> Text passage:
I’ve heard chatter in the gardening world that bark mulch is bad. Especially dyed bark mulch. I’m not sure I agree.
The reasons why people, ‘experts’ I guess, say dyed bark mulch is bad range from the complex—citing lots of esoteric science—to the panicked: As in, dyed mulch is made from recycled wood: Some of that wood may be old decks and fence posts made from pressure treated lumber. I read several posts about bark mulch that say having pressure treated lumber near plants is nearly akin to soaking your roses in flames.
Calm down.
While this post is hardly a scientific study, it is a report on my experience and a little how-to. First the how-to.
How-To: Putting down bark mulch is not exactly Elon Musk rocket science, but doing it well makes for happy gardens in my experience. Here’s how I do a Fall (or Spring) mulch:
- Dead head plants past their blooms and green goodness.
- Cut it in a new edge as needed with a square-edged spade. I like an edge about 3-inches deep. This cuts creeping roots and rhizomes from the lawn and acts as a gutter to hold much in the bed.
- Move plants I want to move.

> Stated task A: Find every line in the rows below that contains the word "forearm", and copy each one. Matching is case-sensitive.

> Given records:
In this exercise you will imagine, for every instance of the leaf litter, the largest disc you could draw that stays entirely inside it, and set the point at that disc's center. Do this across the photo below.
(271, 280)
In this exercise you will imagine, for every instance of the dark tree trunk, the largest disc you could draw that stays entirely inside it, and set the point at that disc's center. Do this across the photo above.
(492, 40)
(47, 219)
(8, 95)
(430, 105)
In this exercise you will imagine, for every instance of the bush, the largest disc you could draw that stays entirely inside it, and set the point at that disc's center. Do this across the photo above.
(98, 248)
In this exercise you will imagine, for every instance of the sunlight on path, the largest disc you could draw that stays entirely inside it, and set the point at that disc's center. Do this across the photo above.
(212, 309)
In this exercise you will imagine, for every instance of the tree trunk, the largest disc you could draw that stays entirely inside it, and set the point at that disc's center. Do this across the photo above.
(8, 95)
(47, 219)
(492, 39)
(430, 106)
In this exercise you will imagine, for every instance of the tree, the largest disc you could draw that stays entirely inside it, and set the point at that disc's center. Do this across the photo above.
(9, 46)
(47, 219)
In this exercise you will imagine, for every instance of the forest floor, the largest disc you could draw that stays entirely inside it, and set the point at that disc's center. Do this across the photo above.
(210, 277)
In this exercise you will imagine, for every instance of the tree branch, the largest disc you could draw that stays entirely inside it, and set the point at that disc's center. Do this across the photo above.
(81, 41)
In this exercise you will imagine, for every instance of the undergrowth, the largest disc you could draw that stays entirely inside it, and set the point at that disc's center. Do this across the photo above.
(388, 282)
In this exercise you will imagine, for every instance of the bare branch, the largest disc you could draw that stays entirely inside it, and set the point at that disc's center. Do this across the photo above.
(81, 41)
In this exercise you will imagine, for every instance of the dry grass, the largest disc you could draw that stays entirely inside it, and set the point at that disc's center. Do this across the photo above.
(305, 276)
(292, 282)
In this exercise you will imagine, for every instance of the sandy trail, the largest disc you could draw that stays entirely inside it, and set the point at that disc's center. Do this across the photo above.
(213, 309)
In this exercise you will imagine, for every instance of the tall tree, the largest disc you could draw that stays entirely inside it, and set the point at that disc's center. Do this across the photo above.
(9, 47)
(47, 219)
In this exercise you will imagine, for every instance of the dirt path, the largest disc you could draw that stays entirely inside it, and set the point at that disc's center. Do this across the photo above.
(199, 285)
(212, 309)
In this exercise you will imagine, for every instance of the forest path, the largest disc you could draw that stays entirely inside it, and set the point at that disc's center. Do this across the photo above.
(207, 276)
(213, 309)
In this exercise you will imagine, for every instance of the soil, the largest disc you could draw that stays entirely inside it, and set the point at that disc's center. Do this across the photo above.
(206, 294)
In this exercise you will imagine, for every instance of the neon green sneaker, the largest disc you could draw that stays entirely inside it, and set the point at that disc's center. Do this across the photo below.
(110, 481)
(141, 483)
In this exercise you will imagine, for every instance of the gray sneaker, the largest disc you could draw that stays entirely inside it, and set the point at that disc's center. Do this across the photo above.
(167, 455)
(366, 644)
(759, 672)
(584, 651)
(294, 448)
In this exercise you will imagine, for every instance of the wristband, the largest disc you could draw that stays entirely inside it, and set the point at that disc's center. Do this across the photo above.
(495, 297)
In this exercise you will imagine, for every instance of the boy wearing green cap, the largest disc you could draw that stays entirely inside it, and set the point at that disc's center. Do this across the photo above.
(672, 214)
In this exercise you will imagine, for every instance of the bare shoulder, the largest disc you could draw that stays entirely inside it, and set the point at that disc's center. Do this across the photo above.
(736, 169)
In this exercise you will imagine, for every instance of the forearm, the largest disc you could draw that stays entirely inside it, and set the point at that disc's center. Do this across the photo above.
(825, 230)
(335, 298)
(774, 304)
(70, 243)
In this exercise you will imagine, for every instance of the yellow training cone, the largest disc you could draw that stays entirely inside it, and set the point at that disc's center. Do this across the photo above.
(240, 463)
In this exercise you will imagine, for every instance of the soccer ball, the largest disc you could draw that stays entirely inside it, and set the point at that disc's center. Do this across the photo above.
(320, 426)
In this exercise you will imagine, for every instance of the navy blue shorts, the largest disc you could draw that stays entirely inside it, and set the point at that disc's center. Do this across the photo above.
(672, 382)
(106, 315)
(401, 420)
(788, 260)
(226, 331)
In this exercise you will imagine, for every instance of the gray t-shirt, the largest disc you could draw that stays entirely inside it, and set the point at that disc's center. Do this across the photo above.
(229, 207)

> Stated task B: According to the bark mulch text, how deep does the writer like a new bed edge to be?

> Complete answer A:
In this exercise you will imagine, for every instance of the forearm, the largest disc you could draw that stays entirely inside it, and set the point at that disc's center. Do this across the photo above.

> Complete answer B: About 3 inches deep.